• **SOURCE TEXT**
Film Festival Committee

Jacqueline Moscou

Appointed Langston Hughes Performing Arts Center’s Artistic Director in May 2002, after a long association at Intiman Theatre, where she directed several productions and still serves as Artistic Associate.  Among her recent credits include the annual holiday production of Langston Hughes’ Black Nativity:A Gospel Song Play, A Raisin in the Sun by Lorraine Hansberry, and Lynn Nottage’s Crumbs from the Table of Joy.  In 2004, she re-staged Lady Day at Emerson’s Bar and Grill at Langston Hughes, and directed the Northwest premier at Intiman Theater in Seattle of Virginia Taylor’s Crowns. The production subsequently opened at the In Prince Music Theatre in Philadelphia. In 2005, she directed Intimate Apparel for Intiman.  Recently, Ms Moscou staged Langston Hughes most ambitious work, Arthur Miller’s Pulitzer prize-winning Death of A Salesman, featuring an all African American cast.

Zola Mumford

Curator of Seattle's annual Langston Hughes African American Film Festival. She worked for several years in video production, for such organizations as Seattle Public Schools TV, the Seattle Public Broadcasting Service station KCTS-9, and University of Washington Television. As a filmmaker, Zola Mumford was awarded artist grants from the Seattle Arts Commission and Artist Trust of Washington State. Her media work includes the film Charm School which was broadcast on Canada's WTN network. As a writer, she has published feature and research articles in regional newspapers and The Victorian Web, and was an editor of the anthology Present Tense: Writing and Art by Young Women (Calyx Books). She holds a degree in Communications & Community Media from Antioch College. She has performed as an actor in education videos and onstage in internationally recognized director and playwright Ping Chong's Undesirable Elements: Seattle. Mumford is a past board member of Seattle's Northwest Film Forum and 911 Media Arts Center.

Karen Toering

Program Director for Seattle's Langston Hughes African American Film Festival. Toering is Co-Director of Reclaim the Media, a Seattle-based organization promoting community media, media literacy and media policy reform. She is a principal partner of the Gryphon Group, a strategic media communications and development firm and Co-founder of the Albuquerque Project; promoting accountability and cultural competency for leadership in the media reform movement.

Angela Gilliam

A cultural anthropologist and Faculty Emerita at The Evergreen State College in Olympia, WA.  She organized the first international film festivals in independent Papua New Guinea--the first in 1979, and a second one in 1980 featuring the films of Senegalese master filmmaker, Ousmane Sembene, entitled "Africa Through the Eyes of One of Its Sons."  She is widely published in English and Portuguese on issues of race, class and gender in Brazil.

• **SHORT TASK**
Extend the film festival committee biographies, starting after their final sentence. The material that comes next is not needed for anything here.

[Records of labeled boxes]
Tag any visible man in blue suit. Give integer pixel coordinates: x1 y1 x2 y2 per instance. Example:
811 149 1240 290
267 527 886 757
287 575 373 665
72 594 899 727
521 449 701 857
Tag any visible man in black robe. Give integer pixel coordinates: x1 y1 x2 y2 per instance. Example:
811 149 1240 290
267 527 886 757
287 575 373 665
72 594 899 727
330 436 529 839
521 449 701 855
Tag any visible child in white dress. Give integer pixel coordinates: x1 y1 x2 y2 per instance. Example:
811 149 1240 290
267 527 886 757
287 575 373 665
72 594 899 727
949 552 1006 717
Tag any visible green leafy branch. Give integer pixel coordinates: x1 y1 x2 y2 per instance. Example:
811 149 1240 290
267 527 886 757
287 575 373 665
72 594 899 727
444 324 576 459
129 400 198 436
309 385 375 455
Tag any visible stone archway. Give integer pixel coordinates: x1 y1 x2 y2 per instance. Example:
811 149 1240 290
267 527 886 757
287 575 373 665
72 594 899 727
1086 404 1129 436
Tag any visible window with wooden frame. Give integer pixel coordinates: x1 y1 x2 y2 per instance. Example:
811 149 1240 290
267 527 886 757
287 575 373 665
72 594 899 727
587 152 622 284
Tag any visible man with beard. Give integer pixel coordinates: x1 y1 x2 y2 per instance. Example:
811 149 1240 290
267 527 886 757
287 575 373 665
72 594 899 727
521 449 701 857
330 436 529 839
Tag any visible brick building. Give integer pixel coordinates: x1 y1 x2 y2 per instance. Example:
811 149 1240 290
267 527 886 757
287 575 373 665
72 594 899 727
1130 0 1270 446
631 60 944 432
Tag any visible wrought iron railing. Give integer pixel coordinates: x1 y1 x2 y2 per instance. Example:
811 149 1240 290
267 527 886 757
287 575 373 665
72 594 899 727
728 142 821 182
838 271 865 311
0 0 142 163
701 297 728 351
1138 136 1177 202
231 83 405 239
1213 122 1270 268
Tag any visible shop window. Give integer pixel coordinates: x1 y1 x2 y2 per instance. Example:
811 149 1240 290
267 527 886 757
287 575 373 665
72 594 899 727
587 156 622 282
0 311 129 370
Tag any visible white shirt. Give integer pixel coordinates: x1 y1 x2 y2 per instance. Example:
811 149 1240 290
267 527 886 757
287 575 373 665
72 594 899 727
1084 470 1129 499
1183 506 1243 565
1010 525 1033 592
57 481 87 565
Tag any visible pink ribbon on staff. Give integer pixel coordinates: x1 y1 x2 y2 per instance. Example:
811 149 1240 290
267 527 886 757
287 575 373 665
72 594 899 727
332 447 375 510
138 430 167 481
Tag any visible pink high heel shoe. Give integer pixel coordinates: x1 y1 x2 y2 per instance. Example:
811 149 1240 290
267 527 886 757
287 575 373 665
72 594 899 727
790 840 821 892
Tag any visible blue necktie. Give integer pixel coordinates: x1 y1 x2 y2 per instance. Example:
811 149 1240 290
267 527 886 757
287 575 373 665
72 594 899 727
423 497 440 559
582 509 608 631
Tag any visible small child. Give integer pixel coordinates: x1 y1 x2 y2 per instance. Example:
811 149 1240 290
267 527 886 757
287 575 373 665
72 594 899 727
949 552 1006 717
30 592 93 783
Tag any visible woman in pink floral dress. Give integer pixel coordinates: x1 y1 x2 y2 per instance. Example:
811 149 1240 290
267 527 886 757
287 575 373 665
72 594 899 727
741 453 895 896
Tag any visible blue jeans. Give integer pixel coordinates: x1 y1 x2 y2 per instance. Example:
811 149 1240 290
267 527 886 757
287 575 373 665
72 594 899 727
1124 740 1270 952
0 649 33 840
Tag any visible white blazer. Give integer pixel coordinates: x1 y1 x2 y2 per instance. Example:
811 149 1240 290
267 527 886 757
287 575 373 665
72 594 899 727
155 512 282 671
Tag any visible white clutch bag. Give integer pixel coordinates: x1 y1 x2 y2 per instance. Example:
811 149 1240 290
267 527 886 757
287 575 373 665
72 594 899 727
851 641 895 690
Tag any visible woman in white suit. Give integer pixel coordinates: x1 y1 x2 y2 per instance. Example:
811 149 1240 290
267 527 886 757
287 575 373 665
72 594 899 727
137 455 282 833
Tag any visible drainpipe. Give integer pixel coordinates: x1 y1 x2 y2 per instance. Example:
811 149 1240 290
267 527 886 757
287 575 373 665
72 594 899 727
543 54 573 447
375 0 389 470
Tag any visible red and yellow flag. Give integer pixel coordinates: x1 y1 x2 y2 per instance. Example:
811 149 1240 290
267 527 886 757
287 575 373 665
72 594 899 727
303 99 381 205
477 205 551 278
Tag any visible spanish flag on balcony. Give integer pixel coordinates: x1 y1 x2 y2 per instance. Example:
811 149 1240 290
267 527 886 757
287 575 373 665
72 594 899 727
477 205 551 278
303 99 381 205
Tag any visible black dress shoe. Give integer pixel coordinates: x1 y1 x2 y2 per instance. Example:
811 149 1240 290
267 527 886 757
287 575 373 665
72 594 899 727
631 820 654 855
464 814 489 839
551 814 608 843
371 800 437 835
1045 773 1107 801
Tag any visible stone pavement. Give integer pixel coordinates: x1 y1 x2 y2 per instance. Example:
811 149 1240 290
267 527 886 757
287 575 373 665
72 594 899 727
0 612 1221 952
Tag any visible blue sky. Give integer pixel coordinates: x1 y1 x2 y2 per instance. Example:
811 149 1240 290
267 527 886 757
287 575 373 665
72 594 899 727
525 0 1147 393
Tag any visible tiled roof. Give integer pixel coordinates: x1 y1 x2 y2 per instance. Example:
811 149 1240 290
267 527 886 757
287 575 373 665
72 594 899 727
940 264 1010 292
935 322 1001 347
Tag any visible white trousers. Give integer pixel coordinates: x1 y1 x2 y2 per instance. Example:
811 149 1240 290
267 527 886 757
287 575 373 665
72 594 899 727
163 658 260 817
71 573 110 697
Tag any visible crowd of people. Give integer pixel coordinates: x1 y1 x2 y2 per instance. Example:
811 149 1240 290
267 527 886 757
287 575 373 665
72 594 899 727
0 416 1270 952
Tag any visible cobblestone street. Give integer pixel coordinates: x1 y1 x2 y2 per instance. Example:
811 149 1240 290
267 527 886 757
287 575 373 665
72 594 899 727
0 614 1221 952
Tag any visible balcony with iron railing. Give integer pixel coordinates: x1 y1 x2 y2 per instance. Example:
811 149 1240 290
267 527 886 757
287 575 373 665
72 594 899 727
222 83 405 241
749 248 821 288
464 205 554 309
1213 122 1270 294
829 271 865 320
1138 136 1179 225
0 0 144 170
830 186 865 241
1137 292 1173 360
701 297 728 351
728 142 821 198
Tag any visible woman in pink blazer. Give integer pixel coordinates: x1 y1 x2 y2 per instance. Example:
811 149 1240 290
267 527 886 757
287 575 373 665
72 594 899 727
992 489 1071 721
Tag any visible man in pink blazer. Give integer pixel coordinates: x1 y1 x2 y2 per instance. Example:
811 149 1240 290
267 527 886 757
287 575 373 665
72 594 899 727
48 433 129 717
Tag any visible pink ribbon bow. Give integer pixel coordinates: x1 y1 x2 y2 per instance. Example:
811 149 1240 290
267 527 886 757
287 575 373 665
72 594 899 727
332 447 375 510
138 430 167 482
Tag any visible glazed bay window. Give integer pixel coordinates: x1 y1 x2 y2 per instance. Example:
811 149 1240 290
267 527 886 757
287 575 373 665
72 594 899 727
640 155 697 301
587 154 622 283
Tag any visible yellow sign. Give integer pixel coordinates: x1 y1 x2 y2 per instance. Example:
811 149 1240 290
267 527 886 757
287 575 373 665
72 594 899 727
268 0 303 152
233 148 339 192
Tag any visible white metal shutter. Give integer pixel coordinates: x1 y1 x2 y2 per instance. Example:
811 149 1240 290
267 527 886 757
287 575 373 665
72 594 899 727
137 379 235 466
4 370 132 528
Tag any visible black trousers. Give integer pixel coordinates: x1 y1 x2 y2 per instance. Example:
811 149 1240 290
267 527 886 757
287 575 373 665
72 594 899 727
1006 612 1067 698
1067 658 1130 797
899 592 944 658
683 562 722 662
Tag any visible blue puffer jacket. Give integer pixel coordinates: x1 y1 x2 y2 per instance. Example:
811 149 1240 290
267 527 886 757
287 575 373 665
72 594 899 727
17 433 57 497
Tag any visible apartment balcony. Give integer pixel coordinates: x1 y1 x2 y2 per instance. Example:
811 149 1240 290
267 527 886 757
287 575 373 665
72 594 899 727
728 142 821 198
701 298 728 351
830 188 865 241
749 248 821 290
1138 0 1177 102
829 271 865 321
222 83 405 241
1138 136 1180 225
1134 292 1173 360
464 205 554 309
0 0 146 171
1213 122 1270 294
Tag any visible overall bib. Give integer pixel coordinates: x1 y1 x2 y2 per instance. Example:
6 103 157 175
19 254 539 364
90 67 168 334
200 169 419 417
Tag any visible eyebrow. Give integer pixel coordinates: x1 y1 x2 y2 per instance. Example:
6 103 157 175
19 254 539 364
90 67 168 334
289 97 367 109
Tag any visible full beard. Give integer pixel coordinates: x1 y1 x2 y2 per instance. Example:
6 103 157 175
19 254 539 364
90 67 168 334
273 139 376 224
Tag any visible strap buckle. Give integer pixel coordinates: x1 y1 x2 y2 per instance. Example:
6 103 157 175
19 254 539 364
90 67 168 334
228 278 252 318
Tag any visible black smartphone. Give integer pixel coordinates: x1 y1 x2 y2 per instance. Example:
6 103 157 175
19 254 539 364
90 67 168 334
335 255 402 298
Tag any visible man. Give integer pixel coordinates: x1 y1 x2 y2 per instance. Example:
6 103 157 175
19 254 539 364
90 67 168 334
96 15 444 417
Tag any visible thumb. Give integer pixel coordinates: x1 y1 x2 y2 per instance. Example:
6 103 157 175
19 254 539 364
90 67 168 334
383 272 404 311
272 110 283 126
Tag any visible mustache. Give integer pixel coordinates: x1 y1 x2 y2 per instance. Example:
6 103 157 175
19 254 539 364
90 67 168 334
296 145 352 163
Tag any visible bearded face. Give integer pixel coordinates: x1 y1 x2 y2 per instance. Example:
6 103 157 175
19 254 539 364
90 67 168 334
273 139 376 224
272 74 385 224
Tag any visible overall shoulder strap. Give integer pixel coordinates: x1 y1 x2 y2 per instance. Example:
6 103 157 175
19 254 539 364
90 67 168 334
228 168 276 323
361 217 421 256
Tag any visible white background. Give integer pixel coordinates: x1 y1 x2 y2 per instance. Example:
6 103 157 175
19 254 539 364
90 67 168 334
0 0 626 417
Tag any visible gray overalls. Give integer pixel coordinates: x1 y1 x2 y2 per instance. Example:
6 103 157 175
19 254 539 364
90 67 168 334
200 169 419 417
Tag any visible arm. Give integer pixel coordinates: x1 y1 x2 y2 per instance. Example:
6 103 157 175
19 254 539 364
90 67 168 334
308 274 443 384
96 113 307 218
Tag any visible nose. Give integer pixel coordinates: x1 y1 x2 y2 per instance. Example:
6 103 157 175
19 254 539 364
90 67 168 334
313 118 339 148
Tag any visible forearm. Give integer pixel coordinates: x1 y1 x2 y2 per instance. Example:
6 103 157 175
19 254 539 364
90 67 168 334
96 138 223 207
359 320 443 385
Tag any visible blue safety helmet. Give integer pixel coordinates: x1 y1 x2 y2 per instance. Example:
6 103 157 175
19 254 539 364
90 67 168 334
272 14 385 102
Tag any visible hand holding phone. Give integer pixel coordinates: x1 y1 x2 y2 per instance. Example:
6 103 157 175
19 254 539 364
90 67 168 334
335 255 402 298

• **RESULT**
Naomi Ishisaka

Editor in chief of ColorsNW Magazine, a full-color, monthly publication focused on communities of color in the Northwest. As editor, Ishisaka is responsible for all content as well as the design of the magazine. Ishisaka is a Seattle native and worked at several Puget Sound newspapers, including The Seattle Times, Seattle Post-Intelligencer, The News Tribune and the Bremerton Sun. She was a Spring 2005 fellow of the German Marshall Fund and traveled throughout Europe. In September, Ishisaka traveled to the Gulf Coast states to cover the affects of Hurricanes Katrina and Rita on communities of color.

Doreen Mitchum 

Coordinates funding programs at 4Culture (King County's cultural services provider) including Arts Special Projects, the Community Arts Iniaitive and the Touring Arts Roster, a juried directory of performing artists. Ms. Mitchum also produces a monthly television show that is broadcast on King County TV and the Seattle Community Access Network (SCAN). She received her BA from the Ohio State University in Organizational Communications and a MFA in Film Production from Howard University in Washington DC. An artist from an early age, she has also published short fiction and won awards for poetry, screenplays and short films. She owned and operated an art gallery in Seattle and taught at Seattle Central Community College.

Victoria Moreland

 After earning a B.A. in the combined areas of speech communications, art, advertising/marketing from the University of Washington.  Victoria has worked in senior management for over 15 years in the areas of human resources and community outreach for both public and private organizations.  Before coming to SAM five years ago she served as a Human Resources Administrator with the Seattle Public Schools. Her background also includes working for Nordstrom and the University of Washington.   Victoria is grounded in the Seattle arts community as she is a longtime docent at SAM for 10 years, specializing in African art, she's served on arts organization boards and she's an artist.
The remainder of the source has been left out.